Short task:
Rewrite the lines below with "single-point marking" replaced by "point annotation" wherever it occurs, leaving all other wording unchanged, and omit the pictures.

Data listing:
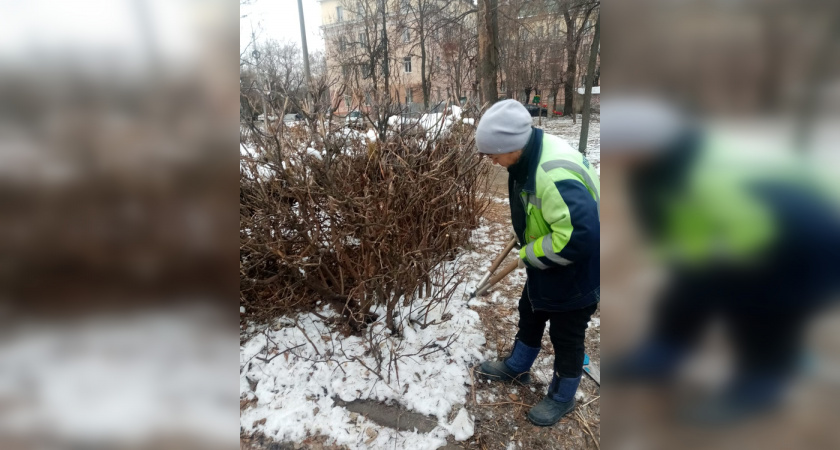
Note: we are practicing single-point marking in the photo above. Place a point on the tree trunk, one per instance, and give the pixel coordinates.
(488, 49)
(590, 78)
(424, 78)
(571, 64)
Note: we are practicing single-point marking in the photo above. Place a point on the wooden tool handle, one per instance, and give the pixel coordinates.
(495, 278)
(503, 255)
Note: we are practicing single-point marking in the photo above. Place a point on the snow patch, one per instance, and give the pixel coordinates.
(462, 427)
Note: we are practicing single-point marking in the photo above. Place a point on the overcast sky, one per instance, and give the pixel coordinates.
(278, 20)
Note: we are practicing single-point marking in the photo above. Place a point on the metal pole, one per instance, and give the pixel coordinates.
(587, 96)
(305, 51)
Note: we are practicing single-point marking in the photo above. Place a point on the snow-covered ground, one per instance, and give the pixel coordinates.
(291, 371)
(563, 127)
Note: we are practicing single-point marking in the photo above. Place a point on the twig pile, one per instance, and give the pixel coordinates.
(330, 215)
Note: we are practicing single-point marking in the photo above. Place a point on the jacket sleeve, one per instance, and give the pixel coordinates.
(572, 214)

Answer below:
Note: we are practicing point annotation in the photo above. Place a point on the tree trunk, one per instance, and give the pixel coordinates.
(488, 49)
(590, 78)
(424, 78)
(571, 64)
Note: we are practicing point annotation in the photo above. Place a point on the wooden tool handle, one per instance, and give the pixel coordinates.
(495, 278)
(503, 255)
Note: we are practicing point annotation in the photo above. Place a point on the snow patch, one per instance, and give the pixel coordinates.
(462, 427)
Note: we are practicing point annotation in the photo above. Place a point on the overcast sky, one per instance, and give the pixel coordinates.
(278, 20)
Note: we are practicing point annotation in the photo above. Place a point on the metal pole, one per instance, and give the pixel coordinates.
(587, 96)
(305, 51)
Note: we are practicing point annotation in the photo above. Place a point on the snow-covered ground, one per instance, and give the pixel coordinates.
(291, 371)
(563, 127)
Note: we are practicing point annotation in the photo above. Place a point on the twig pile, one per instance, and give the pixel coordinates.
(330, 215)
Note: we are practicing point annotation in the photo above. Place a point on the jacket sleeve, one per instance, and give the pixel coordinates.
(572, 214)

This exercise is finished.